> **Available data**
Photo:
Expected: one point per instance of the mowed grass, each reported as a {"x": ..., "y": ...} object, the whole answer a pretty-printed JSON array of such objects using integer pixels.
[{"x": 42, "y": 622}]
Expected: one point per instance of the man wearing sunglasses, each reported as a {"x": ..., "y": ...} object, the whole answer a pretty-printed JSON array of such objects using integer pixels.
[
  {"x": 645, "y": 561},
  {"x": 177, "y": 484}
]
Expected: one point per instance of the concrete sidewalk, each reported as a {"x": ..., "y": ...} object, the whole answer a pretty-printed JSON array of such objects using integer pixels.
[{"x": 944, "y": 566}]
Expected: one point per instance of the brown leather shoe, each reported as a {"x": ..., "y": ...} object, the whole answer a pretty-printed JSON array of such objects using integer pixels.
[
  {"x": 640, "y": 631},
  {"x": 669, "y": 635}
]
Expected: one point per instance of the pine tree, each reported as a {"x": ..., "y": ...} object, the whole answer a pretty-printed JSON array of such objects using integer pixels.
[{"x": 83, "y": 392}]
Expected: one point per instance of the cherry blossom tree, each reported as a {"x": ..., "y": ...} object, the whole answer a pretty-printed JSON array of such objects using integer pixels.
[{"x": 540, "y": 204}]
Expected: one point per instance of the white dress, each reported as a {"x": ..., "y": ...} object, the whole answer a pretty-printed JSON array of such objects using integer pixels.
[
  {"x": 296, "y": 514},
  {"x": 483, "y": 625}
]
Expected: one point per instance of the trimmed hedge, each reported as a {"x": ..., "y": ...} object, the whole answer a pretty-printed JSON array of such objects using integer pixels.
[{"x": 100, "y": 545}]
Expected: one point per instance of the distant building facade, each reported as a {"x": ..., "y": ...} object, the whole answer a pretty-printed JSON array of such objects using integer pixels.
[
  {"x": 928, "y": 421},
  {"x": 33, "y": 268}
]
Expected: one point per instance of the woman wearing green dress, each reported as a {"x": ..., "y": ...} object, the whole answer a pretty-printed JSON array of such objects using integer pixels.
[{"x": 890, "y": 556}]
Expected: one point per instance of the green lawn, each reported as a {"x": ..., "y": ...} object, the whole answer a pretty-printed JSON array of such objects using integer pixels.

> **Exercise aim**
Print the whole listing once more, exactly as it stands.

> **Expected output**
Photo:
Expected: one point per instance of the mowed grass, each reported as a {"x": ..., "y": ...} object, the whole answer a pretty-printed JSON array of such objects using integer pixels.
[{"x": 42, "y": 622}]
Expected: one point per instance of the man wearing sunglasses, each reported as a {"x": ..., "y": ...} object, the whole answer a pretty-printed JSON array of such objects using integer pixels.
[
  {"x": 645, "y": 561},
  {"x": 177, "y": 484}
]
Expected: one point per instance of the concrete sidewalk, each reported as a {"x": ..., "y": ...} object, the whole answer a pretty-printed JSON array of such objects using integer pixels.
[{"x": 944, "y": 566}]
Expected: one point per instance of the brown leather shoe, each reported as a {"x": ..., "y": ...} object, the whole answer a pretty-printed JSON array of such objects using integer pixels.
[
  {"x": 640, "y": 631},
  {"x": 669, "y": 635}
]
Expected: one point per instance of the pine tree, each reported as a {"x": ..., "y": ...} object, the whole answer a pretty-printed JSON array of such objects using integer pixels.
[{"x": 83, "y": 392}]
Expected: one point per instance of the cherry blossom tree, each reported as a {"x": ..., "y": ...} object, the whole answer a pretty-printed JSON array of such objects using integer pixels.
[{"x": 540, "y": 204}]
Expected: one point per instance of the white dress, each reported as a {"x": ..., "y": ...} object, the whole answer a pretty-printed JSON array of such objects using integer pixels.
[
  {"x": 296, "y": 514},
  {"x": 483, "y": 625}
]
Expected: one point per instance of the trimmed hedge, each reported as a {"x": ..., "y": ...} object, the whole answer a pretty-printed JSON array of such objects using integer pixels.
[{"x": 100, "y": 545}]
Expected: one point per instance of the distant building facade, each reported as a {"x": ..., "y": ...} object, the whole answer a pretty-printed JSON array of such objects using integer pixels.
[
  {"x": 928, "y": 421},
  {"x": 33, "y": 268}
]
Expected: one point per instance of the woman wearing green dress, each reported as a {"x": ..., "y": ...} object, the whole answer a pretty-printed JSON array of such objects using integer pixels.
[{"x": 890, "y": 556}]
Expected: one point per instance of the green lawn, each reported as a {"x": ..., "y": ...} object, the whole answer a pretty-printed JSON array of such objects using integer pixels.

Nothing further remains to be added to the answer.